WHAT IS REQUIRED:
Report every line in the entries below that contains the word "beige", copying each line in full. Case matters, so count only exact matches.

==*==

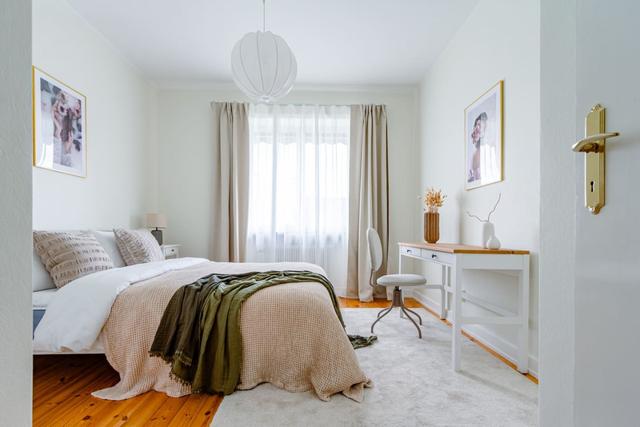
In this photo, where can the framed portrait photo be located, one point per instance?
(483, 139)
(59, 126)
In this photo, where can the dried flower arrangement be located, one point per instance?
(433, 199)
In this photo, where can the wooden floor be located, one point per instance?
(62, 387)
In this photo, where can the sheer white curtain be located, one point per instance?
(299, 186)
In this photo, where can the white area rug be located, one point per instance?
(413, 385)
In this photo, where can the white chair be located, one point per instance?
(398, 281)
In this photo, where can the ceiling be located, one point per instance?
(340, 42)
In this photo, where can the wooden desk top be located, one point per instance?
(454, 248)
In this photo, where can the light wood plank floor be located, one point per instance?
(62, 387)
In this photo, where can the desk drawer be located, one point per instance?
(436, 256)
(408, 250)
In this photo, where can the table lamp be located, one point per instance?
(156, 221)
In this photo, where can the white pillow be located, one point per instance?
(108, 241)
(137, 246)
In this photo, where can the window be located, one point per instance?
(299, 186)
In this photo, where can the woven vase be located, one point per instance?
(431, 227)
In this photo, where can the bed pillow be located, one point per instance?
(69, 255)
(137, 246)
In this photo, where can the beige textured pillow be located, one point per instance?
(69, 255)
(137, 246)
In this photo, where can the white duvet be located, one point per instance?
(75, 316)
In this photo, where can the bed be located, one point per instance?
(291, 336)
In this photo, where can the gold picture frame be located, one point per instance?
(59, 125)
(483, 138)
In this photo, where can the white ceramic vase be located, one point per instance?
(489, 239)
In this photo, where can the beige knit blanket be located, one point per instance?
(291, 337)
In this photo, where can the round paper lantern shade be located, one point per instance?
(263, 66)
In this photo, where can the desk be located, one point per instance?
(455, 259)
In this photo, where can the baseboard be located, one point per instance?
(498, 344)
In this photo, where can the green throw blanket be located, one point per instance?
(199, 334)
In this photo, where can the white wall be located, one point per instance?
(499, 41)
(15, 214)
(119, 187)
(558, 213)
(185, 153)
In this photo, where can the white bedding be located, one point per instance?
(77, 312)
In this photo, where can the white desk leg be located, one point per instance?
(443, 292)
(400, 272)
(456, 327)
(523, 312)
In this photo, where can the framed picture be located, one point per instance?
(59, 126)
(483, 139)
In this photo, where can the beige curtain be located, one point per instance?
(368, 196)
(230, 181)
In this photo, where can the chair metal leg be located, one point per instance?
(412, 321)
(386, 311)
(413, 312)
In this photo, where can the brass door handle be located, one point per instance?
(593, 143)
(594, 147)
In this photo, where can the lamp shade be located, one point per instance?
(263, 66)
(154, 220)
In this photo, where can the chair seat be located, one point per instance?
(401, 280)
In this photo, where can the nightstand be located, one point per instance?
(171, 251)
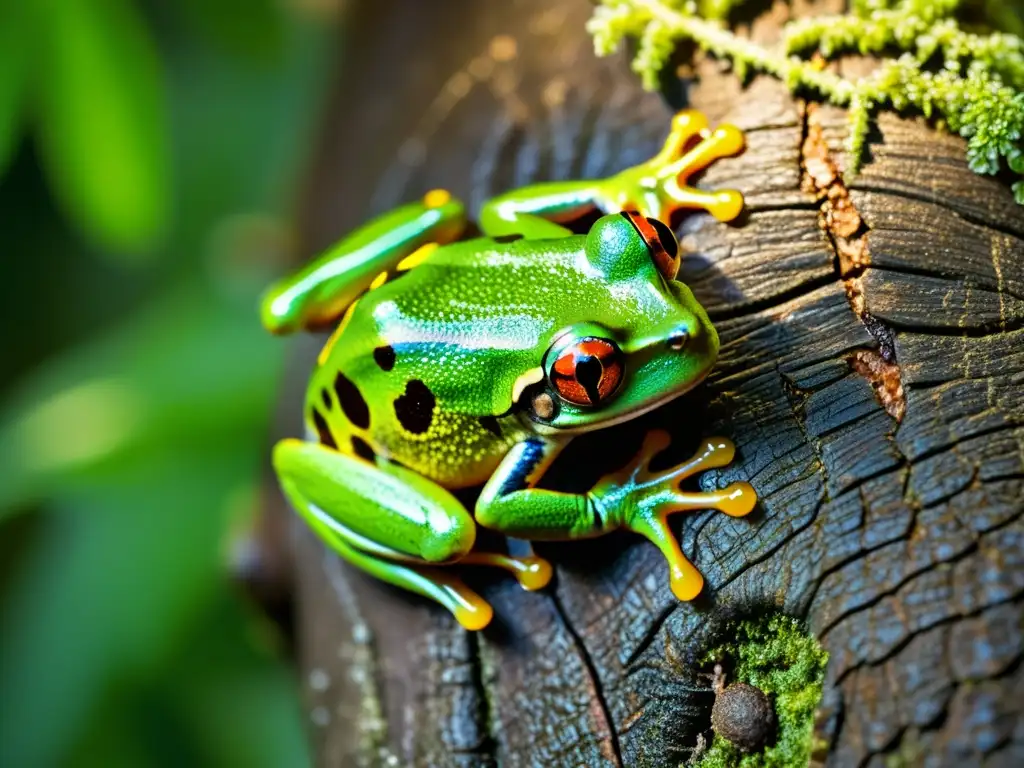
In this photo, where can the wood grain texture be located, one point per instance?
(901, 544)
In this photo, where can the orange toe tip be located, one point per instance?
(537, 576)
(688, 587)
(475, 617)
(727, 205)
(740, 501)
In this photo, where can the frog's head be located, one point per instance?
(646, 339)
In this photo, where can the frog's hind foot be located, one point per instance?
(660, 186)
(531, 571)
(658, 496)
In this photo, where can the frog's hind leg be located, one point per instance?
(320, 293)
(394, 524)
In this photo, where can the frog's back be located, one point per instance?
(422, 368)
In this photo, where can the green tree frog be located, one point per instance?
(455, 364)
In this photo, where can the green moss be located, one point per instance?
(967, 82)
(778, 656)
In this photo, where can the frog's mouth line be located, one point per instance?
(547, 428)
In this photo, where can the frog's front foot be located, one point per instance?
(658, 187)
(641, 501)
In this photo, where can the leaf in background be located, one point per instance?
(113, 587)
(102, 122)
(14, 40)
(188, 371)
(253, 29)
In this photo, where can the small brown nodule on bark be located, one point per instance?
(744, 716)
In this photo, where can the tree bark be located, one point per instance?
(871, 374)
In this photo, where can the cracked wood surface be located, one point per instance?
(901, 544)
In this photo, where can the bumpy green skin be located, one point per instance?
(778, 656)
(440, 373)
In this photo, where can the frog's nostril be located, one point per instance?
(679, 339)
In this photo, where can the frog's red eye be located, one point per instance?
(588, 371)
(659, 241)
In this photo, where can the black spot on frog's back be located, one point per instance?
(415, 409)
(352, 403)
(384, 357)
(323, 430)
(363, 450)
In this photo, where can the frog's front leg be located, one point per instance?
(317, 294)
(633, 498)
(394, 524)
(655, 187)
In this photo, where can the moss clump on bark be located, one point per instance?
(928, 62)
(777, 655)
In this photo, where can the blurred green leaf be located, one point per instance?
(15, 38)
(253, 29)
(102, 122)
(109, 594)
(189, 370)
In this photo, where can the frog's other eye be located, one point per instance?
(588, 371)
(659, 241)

==*==

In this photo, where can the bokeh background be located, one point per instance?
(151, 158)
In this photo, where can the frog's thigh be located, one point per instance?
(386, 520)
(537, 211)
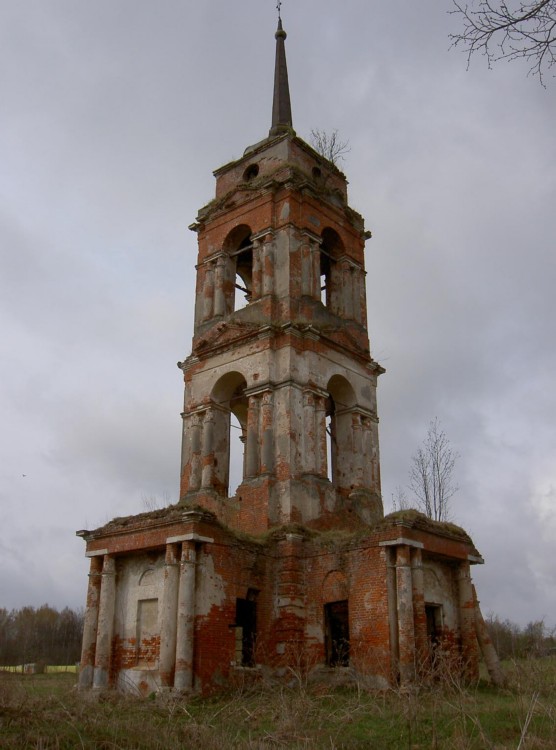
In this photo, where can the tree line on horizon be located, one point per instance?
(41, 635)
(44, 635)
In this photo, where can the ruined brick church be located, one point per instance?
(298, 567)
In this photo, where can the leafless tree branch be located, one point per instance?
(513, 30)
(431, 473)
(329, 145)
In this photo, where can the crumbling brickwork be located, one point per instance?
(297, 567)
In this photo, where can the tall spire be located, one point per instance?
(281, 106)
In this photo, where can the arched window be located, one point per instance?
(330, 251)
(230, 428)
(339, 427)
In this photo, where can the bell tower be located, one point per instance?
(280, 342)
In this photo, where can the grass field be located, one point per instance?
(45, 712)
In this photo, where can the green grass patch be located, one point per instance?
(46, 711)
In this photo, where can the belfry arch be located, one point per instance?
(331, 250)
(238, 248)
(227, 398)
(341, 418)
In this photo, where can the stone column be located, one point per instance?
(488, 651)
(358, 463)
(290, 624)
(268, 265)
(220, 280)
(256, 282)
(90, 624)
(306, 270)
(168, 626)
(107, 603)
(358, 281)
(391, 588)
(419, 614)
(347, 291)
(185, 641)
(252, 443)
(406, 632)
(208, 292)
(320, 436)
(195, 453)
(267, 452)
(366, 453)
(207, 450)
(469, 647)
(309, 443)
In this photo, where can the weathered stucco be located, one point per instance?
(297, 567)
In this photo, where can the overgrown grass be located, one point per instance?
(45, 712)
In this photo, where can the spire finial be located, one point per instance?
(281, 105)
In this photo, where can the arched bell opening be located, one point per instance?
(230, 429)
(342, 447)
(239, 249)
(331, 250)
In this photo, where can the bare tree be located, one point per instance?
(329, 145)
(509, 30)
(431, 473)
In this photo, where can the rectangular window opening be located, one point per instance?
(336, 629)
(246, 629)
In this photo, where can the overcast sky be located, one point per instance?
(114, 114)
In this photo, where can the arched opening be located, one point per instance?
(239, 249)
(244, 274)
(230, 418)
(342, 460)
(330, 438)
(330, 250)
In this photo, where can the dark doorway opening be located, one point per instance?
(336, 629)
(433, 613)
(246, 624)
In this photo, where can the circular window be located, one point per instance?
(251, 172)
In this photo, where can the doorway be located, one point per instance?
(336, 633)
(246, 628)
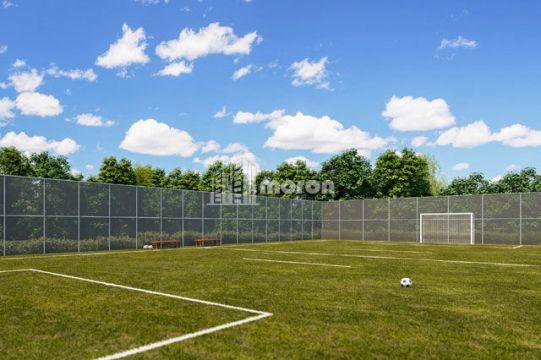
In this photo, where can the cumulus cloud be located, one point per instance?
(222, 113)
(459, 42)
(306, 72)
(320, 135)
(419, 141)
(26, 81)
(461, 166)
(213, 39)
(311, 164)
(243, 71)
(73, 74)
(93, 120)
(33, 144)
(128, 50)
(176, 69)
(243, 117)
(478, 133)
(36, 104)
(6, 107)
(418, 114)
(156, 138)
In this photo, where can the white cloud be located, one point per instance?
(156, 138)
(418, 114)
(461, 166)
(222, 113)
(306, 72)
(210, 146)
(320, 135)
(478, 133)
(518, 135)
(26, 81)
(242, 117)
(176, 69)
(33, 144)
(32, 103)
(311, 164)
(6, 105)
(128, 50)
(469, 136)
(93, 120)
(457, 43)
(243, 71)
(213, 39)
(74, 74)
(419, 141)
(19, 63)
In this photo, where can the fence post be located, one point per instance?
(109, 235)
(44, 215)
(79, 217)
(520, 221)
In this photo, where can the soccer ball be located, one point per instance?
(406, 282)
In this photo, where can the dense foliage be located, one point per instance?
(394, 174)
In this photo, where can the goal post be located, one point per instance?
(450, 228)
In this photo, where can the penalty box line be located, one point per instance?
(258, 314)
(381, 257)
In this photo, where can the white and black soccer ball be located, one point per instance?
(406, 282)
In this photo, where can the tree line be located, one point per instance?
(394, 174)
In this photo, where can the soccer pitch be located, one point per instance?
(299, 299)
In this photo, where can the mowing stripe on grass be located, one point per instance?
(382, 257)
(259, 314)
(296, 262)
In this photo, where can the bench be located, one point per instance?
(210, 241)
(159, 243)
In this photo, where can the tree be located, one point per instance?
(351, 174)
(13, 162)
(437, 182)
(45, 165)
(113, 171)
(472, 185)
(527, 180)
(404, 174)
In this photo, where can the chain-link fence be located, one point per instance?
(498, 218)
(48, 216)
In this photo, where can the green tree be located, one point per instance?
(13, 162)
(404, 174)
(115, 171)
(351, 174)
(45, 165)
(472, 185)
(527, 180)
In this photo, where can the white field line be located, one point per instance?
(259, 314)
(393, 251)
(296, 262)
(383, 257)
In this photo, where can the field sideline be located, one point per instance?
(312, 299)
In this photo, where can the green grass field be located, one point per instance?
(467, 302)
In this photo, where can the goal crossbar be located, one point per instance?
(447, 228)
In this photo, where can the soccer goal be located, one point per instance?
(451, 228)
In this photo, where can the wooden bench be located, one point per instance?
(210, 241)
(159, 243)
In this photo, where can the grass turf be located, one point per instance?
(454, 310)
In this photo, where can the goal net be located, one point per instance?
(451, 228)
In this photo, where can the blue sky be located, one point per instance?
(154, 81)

==*==

EXERCISE SOLUTION:
In this photo, where can the beige textured pillow be located, one point per instance?
In this photo, where can the beige knit blanket be located, one point per instance?
In this photo, where can the beige curtain be located, one point per instance?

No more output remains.